▶ **Texto mostrado**
____________________
Cualquier sociedad medianamente democrática y con un estado de derecho aunque sea menos que mediano, se escandalizaría y se movilizaría toda en conjunto, al enterarse de que una persona ha sido desaparecida de manera forzada.

Si en la desaparición deliberada y por lo tanto delictiva, están involucrados policías, la preocupación sería suprema y esa sociedad se paralizaría completamente hasta que se conozca la verdad y se sepa quién fue, cómo estuvo y qué pasó con la persona. Obviamente, se exigiría la aparición con vida de esa persona, porque así como se la llevaron cuando vivía, tienen que devolverla viva…¡No hay margen de discusión!
____________________
▶ **Listado de datos**
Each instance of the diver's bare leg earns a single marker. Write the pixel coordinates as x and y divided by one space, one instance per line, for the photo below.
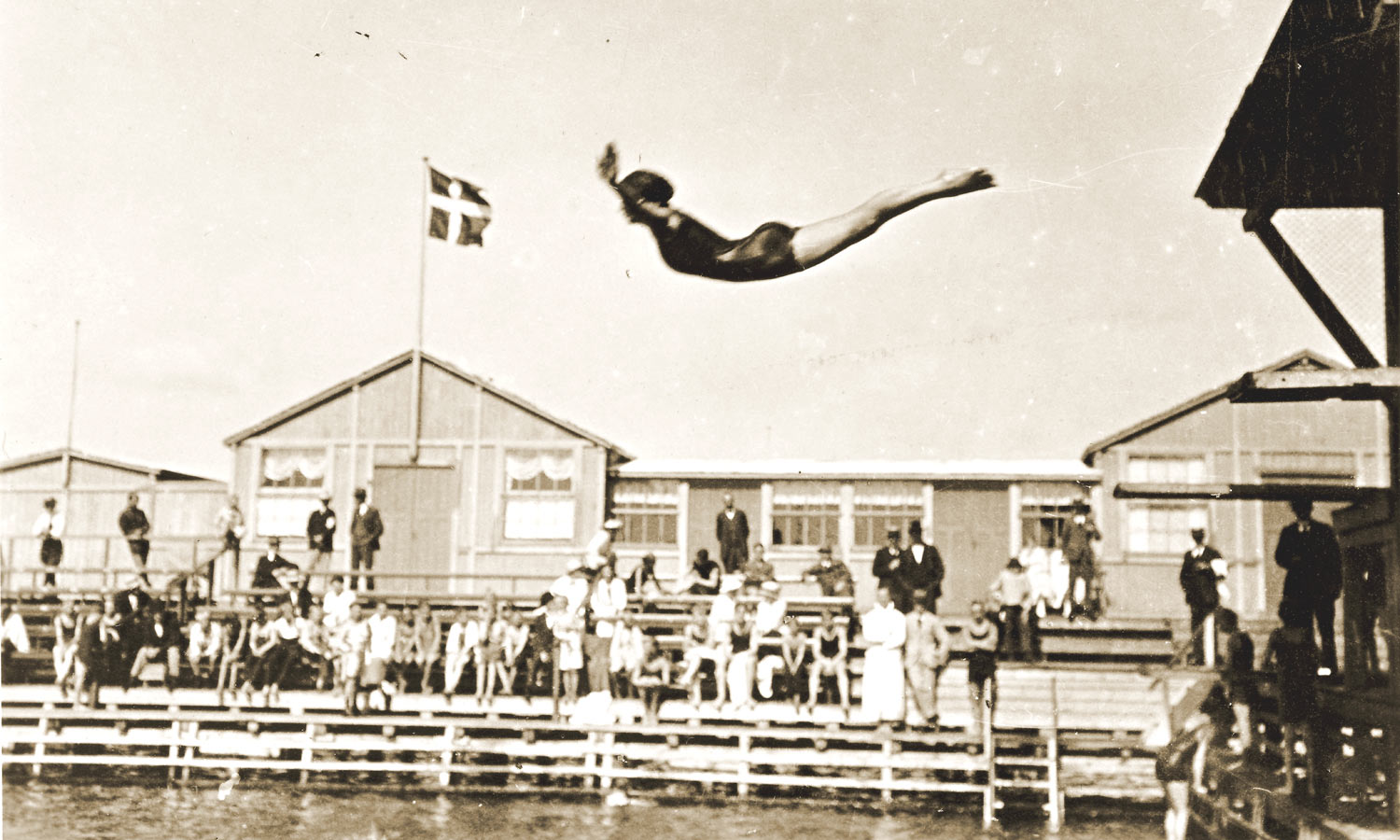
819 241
____________________
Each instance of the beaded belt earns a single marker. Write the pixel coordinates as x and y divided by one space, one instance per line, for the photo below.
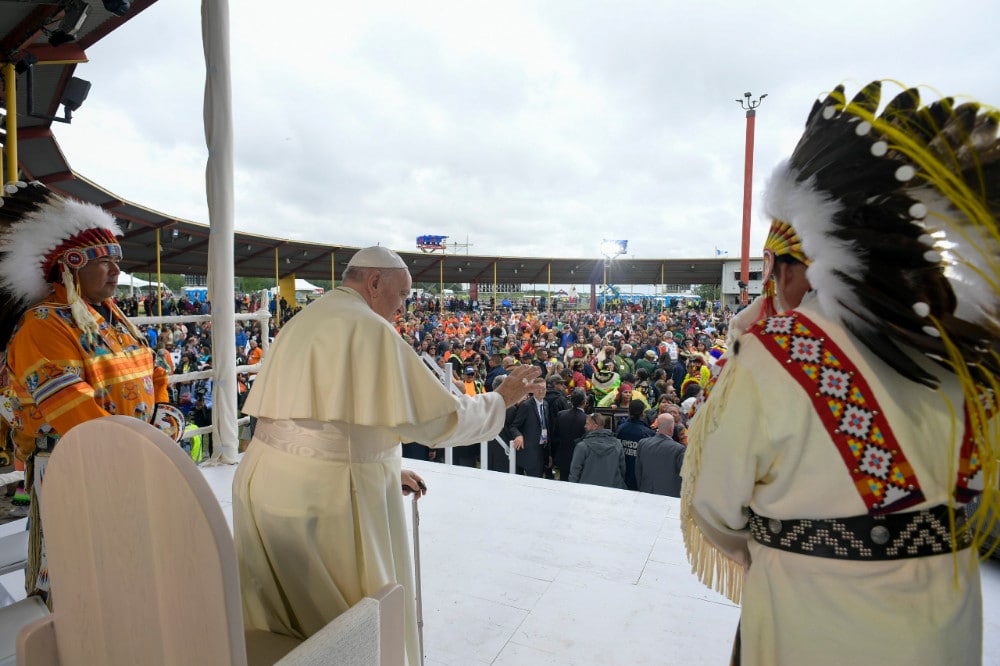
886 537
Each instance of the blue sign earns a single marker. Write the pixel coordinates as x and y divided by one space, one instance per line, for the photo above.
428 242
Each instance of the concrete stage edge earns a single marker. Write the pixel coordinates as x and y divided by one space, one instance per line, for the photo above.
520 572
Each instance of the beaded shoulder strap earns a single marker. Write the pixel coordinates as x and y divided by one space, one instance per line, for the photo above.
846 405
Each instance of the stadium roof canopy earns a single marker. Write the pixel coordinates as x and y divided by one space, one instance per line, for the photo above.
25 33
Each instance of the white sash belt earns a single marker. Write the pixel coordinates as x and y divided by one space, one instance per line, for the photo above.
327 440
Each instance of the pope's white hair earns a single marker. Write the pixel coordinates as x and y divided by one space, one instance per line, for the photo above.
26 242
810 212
____________________
▶ **Instrucciones de tarea**
En el texto sobre la desaparición forzada, ¿qué se exigiría con respecto a la persona desaparecida? Las filas no son necesarias para responder.

▶ **Respuesta completa**
Se exigiría la aparición con vida de esa persona.